INSTRUCTIONS TO FOLLOW: Give the lines again from the one containing "eye in the photo above." through the last line, replacing "field log" with "survey record" and changing nothing else.

DATASET RECORDS:
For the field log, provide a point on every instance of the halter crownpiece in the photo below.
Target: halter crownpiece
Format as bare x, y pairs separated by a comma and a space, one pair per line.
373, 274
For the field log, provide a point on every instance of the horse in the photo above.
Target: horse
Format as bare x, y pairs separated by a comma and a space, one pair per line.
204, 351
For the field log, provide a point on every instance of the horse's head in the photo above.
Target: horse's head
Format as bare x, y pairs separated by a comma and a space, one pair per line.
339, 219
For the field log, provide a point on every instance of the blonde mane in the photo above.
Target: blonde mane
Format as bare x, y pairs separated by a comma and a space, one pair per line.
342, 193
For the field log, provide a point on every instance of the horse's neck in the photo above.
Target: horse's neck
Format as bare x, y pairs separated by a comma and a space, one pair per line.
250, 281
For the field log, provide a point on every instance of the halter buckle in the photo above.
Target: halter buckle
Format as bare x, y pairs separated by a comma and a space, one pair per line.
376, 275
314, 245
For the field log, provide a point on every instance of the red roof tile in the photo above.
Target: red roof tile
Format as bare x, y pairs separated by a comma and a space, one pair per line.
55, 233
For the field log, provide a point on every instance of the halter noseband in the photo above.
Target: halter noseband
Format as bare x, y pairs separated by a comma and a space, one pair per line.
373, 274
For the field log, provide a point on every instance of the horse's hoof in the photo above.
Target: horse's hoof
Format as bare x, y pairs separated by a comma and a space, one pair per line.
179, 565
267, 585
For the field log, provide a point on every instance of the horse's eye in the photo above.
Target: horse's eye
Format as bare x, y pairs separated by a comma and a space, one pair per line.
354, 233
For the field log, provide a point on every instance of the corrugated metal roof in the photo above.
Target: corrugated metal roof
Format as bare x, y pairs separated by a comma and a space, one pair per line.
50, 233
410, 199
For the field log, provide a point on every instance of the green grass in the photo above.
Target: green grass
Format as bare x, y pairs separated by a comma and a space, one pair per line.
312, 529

WORKED ANSWER:
For the survey record, provide a point on every instance of the horse's eye in the photo above.
Target: horse's eye
Format as bare x, y pairs separated by a comma and a space, one pair per line.
354, 233
For the survey record, provide a point on every instance of the corrugated metal roof in the photo above.
Target: corrugated metal roof
Format as bare x, y pairs separated by a comma and a space, one pair per line.
50, 233
410, 199
For the survey record, provide a point on every instance of the green grass in the photo above.
Target: green grass
Format as bare x, y pairs separated by a comma and a space, one pair per line.
312, 529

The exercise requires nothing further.